• Excerpted text
────────────────────
[Bf-blender-cvs] [70c659b] cycles_split_kernel: Cycles: Add SplitKernelFunction with OpenCL implementation
Mai Lavelle
noreply at git.blender.org
Tue Oct 18 17:15:55 CEST 2016
Commit: 70c659b77e11ac339775fdc4f5dc30947d7f9815
Author: Mai Lavelle
Date: Tue Oct 18 16:51:02 2016 +0200
Branches: cycles_split_kernel
https://developer.blender.org/rB70c659b77e11ac339775fdc4f5dc30947d7f9815
Cycles: Add SplitKernelFunction with OpenCL implementation
SplitKernelFunction can represent a split kernel function for any device its
been implemented for. Currently this is only for OpenCL to simplify the
enqueueing of the split kernels and move another step closer to a split
kernel that can run on any device.
===================================================================
M intern/cycles/device/device.h
M intern/cycles/device/opencl/opencl.h
M intern/cycles/device/opencl/opencl_mega.cpp
M intern/cycles/device/opencl/opencl_split.cpp
===================================================================
diff --git a/intern/cycles/device/device.h b/intern/cycles/device/device.h
index 014e5fc..f79678d 100644
--- a/intern/cycles/device/device.h
+++ b/intern/cycles/device/device.h
@@ -190,6 +190,28 @@ public:
std::ostream& operator <<(std::ostream &os,
const DeviceRequestedFeatures& requested_features);
+/* Types used for split kernel */
+
+class KernelDimensions {
+public:
+ size_t global_size[2];
+ size_t local_size[2];
+
+ KernelDimensions(size_t global_size_[2], size_t local_size_[2])
+ {
+ memcpy(global_size, global_size_, 2*sizeof(size_t));
+ memcpy(local_size, local_size_, 2*sizeof(size_t));
+ }
+};
+
+class SplitKernelFunction {
+public:
+ virtual ~SplitKernelFunction() {}
+
+ /* enqueue the kernel, returns false if there is an error */
+ virtual bool enqueue(const KernelDimensions& dim, device_memory& kg, device_memory& data) = 0;
+};
+
/* Device */
struct DeviceDrawParams {
@@ -273,6 +295,18 @@ public:
const DeviceRequestedFeatures& /*requested_features*/)
────────────────────
• Data provided
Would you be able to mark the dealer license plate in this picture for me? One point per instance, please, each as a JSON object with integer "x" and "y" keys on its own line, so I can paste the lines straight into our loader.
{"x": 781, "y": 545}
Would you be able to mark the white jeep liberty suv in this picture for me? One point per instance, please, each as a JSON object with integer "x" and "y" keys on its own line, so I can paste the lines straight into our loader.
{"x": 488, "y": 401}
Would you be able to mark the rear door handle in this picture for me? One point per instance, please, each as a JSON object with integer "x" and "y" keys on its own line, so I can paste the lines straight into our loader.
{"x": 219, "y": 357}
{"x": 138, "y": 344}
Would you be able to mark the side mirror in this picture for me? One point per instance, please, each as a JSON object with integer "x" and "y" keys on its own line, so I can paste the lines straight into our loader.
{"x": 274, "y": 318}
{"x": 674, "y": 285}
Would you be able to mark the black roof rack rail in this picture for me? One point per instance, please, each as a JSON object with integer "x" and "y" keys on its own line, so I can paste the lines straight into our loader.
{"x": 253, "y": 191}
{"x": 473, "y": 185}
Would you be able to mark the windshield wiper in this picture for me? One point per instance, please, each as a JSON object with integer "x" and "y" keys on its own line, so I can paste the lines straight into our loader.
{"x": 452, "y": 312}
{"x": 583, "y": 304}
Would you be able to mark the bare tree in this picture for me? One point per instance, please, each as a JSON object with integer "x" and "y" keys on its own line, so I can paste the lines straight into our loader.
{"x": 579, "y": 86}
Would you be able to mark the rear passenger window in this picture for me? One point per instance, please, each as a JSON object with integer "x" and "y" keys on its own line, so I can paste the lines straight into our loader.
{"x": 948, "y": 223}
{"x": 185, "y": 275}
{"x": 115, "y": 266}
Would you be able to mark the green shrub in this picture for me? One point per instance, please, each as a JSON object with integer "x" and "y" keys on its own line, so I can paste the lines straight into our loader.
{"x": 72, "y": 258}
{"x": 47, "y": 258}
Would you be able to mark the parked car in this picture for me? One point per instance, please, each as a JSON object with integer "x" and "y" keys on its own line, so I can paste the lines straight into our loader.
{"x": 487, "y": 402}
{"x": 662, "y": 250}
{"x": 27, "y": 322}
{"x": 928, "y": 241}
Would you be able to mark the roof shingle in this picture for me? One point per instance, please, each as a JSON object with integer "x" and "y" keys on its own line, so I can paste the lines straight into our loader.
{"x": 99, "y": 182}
────────────────────
• Exercise requirements
a: Reproduce the part of the commit notice starting with "[Bf-blender-cvs] [70c659b] cycles_split_kernel: Cycles: Add" and going on through "on any device.".
b: Find every line in the rows above that contains the string "rear", matching case exactly, and copy each of those lines.

• Solved tasks
a:
[Bf-blender-cvs] [70c659b] cycles_split_kernel: Cycles: Add SplitKernelFunction with OpenCL implementation
Mai Lavelle
noreply at git.blender.org
Tue Oct 18 17:15:55 CEST 2016
Commit: 70c659b77e11ac339775fdc4f5dc30947d7f9815
Author: Mai Lavelle
Date: Tue Oct 18 16:51:02 2016 +0200
Branches: cycles_split_kernel
https://developer.blender.org/rB70c659b77e11ac339775fdc4f5dc30947d7f9815
Cycles: Add SplitKernelFunction with OpenCL implementation
SplitKernelFunction can represent a split kernel function for any device its
been implemented for. Currently this is only for OpenCL to simplify the
enqueueing of the split kernels and move another step closer to a split
kernel that can run on any device.

b:
Would you be able to mark the rear door handle in this picture for me? One point per instance, please, each as a JSON object with integer "x" and "y" keys on its own line, so I can paste the lines straight into our loader.
Would you be able to mark the rear passenger window in this picture for me? One point per instance, please, each as a JSON object with integer "x" and "y" keys on its own line, so I can paste the lines straight into our loader.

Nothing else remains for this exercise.